<<<<
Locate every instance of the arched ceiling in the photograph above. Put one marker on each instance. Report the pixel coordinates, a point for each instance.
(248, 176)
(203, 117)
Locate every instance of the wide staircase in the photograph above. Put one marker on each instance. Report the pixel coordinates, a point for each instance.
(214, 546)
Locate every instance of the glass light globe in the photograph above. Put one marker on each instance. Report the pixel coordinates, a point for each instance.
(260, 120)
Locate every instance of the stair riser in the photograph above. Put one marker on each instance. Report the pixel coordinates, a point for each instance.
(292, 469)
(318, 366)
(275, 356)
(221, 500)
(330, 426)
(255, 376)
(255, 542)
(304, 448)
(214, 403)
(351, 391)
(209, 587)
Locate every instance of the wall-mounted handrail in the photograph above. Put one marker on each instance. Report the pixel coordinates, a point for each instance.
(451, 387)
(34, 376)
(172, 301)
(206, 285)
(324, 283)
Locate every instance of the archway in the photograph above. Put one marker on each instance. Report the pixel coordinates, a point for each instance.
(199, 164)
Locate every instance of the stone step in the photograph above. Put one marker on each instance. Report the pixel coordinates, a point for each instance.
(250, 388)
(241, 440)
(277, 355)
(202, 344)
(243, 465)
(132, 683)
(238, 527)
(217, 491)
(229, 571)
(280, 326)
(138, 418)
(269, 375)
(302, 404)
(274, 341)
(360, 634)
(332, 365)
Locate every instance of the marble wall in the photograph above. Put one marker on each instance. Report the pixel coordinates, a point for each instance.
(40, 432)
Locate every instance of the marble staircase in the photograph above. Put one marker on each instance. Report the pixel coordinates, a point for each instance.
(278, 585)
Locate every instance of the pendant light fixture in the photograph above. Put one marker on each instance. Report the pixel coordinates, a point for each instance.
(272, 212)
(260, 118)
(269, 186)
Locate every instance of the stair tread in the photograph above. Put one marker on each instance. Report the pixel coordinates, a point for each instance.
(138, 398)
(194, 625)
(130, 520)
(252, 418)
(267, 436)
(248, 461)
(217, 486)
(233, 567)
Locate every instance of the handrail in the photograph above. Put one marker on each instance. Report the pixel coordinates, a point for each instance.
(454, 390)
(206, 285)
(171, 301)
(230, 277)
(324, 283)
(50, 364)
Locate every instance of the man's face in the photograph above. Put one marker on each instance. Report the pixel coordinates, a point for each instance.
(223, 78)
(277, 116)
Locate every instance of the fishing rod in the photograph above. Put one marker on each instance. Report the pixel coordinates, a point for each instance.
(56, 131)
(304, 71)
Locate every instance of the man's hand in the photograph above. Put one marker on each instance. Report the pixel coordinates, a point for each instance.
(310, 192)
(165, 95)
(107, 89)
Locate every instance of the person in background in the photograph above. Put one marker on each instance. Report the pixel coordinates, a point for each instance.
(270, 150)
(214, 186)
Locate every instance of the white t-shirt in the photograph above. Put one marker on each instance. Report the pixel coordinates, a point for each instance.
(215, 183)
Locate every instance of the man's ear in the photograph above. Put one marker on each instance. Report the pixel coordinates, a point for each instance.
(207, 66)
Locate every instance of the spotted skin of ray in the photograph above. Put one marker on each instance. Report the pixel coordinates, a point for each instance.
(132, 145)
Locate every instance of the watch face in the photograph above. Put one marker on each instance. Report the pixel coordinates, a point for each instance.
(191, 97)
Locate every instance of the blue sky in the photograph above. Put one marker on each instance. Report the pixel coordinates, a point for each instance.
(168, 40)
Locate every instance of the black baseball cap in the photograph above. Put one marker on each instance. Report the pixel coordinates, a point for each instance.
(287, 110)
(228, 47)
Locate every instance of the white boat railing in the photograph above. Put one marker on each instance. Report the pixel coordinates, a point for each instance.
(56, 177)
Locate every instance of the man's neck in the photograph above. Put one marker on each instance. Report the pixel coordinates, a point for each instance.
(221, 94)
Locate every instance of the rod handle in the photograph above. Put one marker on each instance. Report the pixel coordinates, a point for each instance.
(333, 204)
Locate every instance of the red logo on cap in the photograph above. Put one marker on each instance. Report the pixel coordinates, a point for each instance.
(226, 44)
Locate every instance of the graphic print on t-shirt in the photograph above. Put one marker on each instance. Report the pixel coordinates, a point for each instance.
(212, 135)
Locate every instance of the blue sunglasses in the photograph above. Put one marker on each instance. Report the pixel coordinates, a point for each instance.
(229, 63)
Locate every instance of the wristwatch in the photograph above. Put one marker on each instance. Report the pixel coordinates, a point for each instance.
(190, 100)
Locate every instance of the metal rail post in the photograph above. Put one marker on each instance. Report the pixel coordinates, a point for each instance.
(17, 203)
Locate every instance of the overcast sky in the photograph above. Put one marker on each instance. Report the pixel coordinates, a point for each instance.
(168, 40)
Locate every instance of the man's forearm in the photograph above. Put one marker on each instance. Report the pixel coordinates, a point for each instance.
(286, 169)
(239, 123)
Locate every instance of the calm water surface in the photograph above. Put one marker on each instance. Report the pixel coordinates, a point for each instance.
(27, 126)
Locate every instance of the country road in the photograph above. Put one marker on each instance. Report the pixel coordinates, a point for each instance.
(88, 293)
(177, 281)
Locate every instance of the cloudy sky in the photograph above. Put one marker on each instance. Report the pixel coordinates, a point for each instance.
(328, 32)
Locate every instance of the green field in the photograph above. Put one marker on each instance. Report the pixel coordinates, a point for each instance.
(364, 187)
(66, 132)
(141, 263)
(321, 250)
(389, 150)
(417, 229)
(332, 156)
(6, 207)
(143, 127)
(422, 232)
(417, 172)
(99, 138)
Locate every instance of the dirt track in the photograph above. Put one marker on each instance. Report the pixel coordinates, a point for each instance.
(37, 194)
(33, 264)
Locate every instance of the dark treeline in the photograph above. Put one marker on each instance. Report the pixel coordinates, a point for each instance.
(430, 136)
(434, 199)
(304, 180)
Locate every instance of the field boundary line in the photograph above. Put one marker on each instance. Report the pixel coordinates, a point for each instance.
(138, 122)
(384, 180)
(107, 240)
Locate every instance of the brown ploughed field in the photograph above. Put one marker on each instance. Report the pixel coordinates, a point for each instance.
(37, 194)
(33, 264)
>>>>
What to produce:
Would you quote, exactly and only, the lines from the one containing "Locate every instance of the metal" to the end of the entries?

Final result:
Locate every instance of the metal rail post in the photograph above. Put one marker on each instance. Report the pixel coordinates, a point for each instance.
(17, 203)
Locate every instance of the overcast sky in the photograph above. Put one marker on each instance. Report the pixel coordinates, a point for each instance.
(168, 40)
Locate every instance of the man's forearm in the photograph above. Put one marker on each instance. Report the pixel coordinates, a point for each instance.
(286, 169)
(239, 123)
Locate every instance of the calm water surface in the photograph above. Put one marker on each instance. Report the pixel coordinates, a point for each instance.
(27, 126)
Locate every instance of the country road in the photograph above. Put one marker on each instance. Report the pixel coordinates, a point for each instance.
(88, 293)
(177, 281)
Locate every instance of the cloudy sky in the photograph above. Put one marker on each instance. Report the pixel coordinates, a point for each instance.
(328, 32)
Locate every instance of the green field in the photograph above. Put one marker on each instance. Report the pixel coordinates, a point for each instance.
(364, 187)
(66, 132)
(141, 263)
(321, 250)
(389, 150)
(417, 229)
(332, 156)
(6, 207)
(143, 127)
(422, 232)
(417, 172)
(99, 138)
Locate every instance of the dirt track in the photograph above. Put one marker on each instance. Report the pixel coordinates, a point for each instance.
(37, 194)
(33, 264)
Locate every instance of the dark treeline in the photograph above. Put one marker on each instance. Report the pixel coordinates, a point for each instance.
(430, 136)
(434, 199)
(304, 180)
Locate every instance of the field boundary line in the photograph above. Put one marker on each instance. Report the pixel coordinates, a point for each instance.
(138, 122)
(384, 180)
(107, 240)
Locate every instance of the brown ploughed field in the photograph above. Put one marker on each instance. Report the pixel coordinates, a point for each instance.
(37, 194)
(33, 264)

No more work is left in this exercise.